▶ _Task prompt_
Only the lines below between the one holding "What to find: vintage woman figure" and the one holding "What to find: goat's hoof", inclusive, are to be reproduced word for word; the pictures are to be left out.

--------------------

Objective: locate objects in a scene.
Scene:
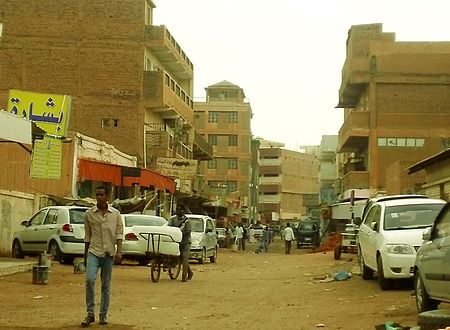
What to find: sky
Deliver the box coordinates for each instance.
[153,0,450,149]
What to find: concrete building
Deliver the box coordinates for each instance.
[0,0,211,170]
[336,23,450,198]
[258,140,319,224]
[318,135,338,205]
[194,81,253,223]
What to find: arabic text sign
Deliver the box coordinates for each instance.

--------------------

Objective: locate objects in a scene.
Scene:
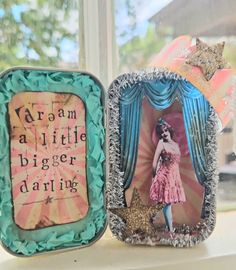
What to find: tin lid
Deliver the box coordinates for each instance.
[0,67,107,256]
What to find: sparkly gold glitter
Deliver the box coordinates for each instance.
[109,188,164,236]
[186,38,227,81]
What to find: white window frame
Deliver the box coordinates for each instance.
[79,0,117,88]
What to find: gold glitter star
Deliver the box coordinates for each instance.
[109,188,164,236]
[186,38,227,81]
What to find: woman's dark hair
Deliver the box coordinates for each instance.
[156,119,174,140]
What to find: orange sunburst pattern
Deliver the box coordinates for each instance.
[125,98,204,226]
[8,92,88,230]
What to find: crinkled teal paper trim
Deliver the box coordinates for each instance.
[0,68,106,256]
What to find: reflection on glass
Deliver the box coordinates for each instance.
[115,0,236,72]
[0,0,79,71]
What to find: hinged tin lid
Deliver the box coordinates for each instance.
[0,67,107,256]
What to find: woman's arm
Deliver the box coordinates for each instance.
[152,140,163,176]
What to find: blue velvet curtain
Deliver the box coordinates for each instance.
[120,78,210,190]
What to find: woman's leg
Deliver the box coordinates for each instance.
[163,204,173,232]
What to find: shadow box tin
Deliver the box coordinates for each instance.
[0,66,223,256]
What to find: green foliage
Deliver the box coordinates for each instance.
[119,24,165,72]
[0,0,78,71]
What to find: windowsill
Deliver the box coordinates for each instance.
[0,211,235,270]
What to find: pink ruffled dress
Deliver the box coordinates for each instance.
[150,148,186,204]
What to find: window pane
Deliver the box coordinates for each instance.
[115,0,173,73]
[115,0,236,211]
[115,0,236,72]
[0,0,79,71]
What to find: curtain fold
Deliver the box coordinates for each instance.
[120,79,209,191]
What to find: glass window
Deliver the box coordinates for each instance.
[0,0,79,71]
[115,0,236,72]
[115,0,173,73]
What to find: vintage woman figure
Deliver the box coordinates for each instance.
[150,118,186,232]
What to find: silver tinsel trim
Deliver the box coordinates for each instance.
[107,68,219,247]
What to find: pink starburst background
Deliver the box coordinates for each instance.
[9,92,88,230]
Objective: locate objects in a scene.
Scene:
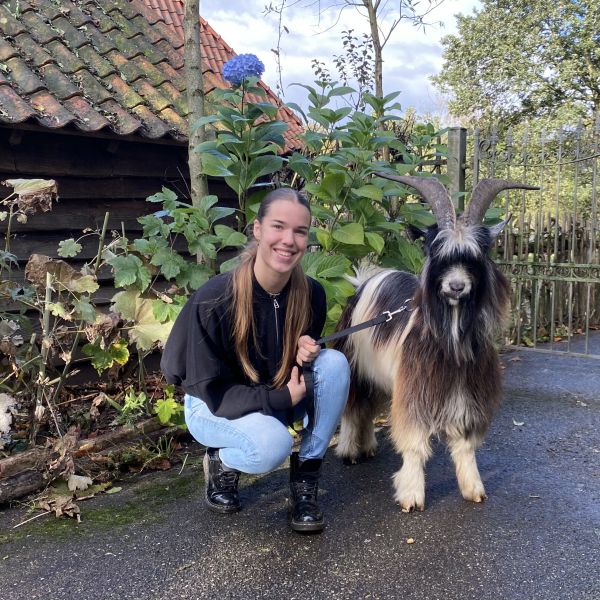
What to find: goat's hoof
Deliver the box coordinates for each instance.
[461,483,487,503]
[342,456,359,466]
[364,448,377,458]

--------------------

▶ _Response for this exercise_
What to find: vintage woman figure
Deliver the box coordinates for each instance.
[150,118,186,232]
What to find: silver tinsel trim
Deliver the box coordinates for each instance.
[107,68,219,247]
What to find: pink starburst background
Deliver the box coordinates for each instance.
[9,92,88,230]
Objective: locate objects in a scene.
Scene:
What to find: goat's hoof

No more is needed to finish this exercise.